In point of fact, there are monogenic forms of most, if not all, of the common diseases.

- MODY (Maturity onset diabetes of the young), also known as monogenic diabetes, refers to any of several hereditary forms of the disease. Despite its name, MODY develops in children, like most other rare diseases. The "Maturity onset" in its name refers to its common disease counterpart.

- Fragile X syndrome (FXS), also known as Martin-Bell syndrome, is a monogenic cause of autism.

- McKusick-Kaufman syndrome and Bardet-Biedl syndrome-6 are both diseases that include a monogenic form, that causes obesity.

- Monogenic emphysema due to alpha-1-antitrypsin deficiency (5).

- Monogenic gallstone disease due to a mutation in the ABCB4 gene.

- Monogenic cardiomyopathy due to a mutation in the ABCC9 gene.

- Monogenic cardiac arrhythmia due to monogenic mutations in ion channel genes

- Monogenic cause of migraine in familial hemiplegic migraine type 2 and familial basilar migraine, due to mutations in the gene encoding the alpha-2 subunit of the sodium/potassium pump.

- Monogenic osteoarthritis, as a component of familial osteochondritis dissecans, due to mutation in the ACAN gene.

- Familial Alzheimer disease type 1 due to a mutation in the gene encoding the amyloid precursor protein.

- Monogenic, Mendelian forms of hypertension associated with proteins involved, in one way or another, with the transport of electrolytes in the renal tubules. Changes in electrolyte transport result in increased retention of sodium and to an increased volume of body fluid (6), (7), (8).

- Auto-inflammatory syndromes with monogenic subtypes, including familial Mediterranean fever caused by a mutation in the MEFV gene, encoding pyrin (9).

In at least one polygenic disease, Williams-Beuren syndrome, a gene associated with the disease has been assigned a specific trait, essentially establishing a monogenic disease within a polygenic disease. Williams-Beuren syndrome is a microdeletion disorder caused by a deletion of about 26 genes on the long arm of chromosome 7. It is characterized by a striking facial morphism described as "elfin", developmental delays, transient hypercalcemia, and cardiovascular abnormalities. One gene, of the 26 deleted genes, seems to account for all of the cardiovascular abnormalities (10). Other feature of the syndrome are seem to arise collectively from the other deleted genes.

● **REQUIRED ACTIONS**:
1. In the passage on monogenic forms of common diseases, why is MODY called "Maturity onset" even though it develops in children? Answer in one to three sentences.
2. Continue the passage on monogenic forms of common diseases, starting after its final sentence.

● **GIVEN DATA**:
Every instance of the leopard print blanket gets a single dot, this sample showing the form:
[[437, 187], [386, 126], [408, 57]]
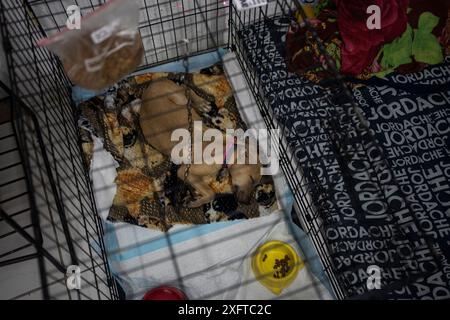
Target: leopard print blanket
[[142, 169]]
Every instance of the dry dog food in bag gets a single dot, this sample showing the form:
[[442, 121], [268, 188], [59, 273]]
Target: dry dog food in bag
[[107, 46]]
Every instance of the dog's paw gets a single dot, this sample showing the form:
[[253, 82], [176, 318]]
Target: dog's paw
[[203, 106]]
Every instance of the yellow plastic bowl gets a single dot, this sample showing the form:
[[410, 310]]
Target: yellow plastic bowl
[[276, 265]]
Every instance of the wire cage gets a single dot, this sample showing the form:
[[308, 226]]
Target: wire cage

● **EXPECTED OUTPUTS**:
1. The "Maturity onset" in the name refers to its common disease counterpart, not to when MODY itself appears.

2.
If common diseases are puzzles, then rare diseases are the pieces of the puzzle.


Rare Disease Day is coming up February 29 (a rare day for rare diseases). In honor of the upcoming event, I'll be posting blogs all month, related to the rare diseases and to rare disease funding.

- Jules Berman (copyrighted material)

key words: rare disease, orphan drugs, orphan diseases, zebra diseases, rare disease day, disease complexity, common diseases, phenocopy disease, phenocopies jules j berman

References:

[1] Jiang X, Liu B, Jiang J, Zhao H, Fan M, Zhang J, et al. Modularity in the genetic disease-phenotype network. FEBS Letters 582 (2008) 2549-2554, 2008.

[2] Berman JJ. Neoplasms: principles of development and diversity. Jones & Bartlett, Sudbury, 2009.

[3] Rennard SI, Vestbo J. The many "small COPDs", COPD should be an orphan disease. Chest 134:623-627, 2008.

[4] Crow YJ. Lupus: how much "complexity" is really (just) genetic heterogeneity? Arthritis and Rheumatism 63:3661-3664, 2011.

[5] Stoller JK, Aboussouan LS. Alpha1-antitrypsin deficiency. Lancet 365:2225-2236, 2005.

[6] Lifton RP. Molecular genetics of human blood pressure variation. Science 272:676-680, 1996.

[7] Wilson FH, Kahle KT, Sabath E, Lalioti MD, Rapson AK, Hoover RS, et al. Molecular pathogenesis of inherited hypertension with hyperkalemia: the Na-Cl cotransporter is inhibited by wild-type but not mutant WNK4. Proc Natl Acad Sci USA. 2003 100:680-684, 2003.

[8] Bahr V, Oelkers W, Diederich S. Monogenic hypertension. Journal Med Klin (Munich) 98:208-217, 2003.

[9] Glaser RL, Goldbach-Mansky R. The spectrum of monogenic autoinflammatory syndromes: understanding disease mechanisms and use of targeted therapies. Curr Allergy Asthma Rep 8:288-298, 2008.

[10] Pober BR. Williams-Beuren syndrome. New England Journal of Medicine 362:239-252, 2010.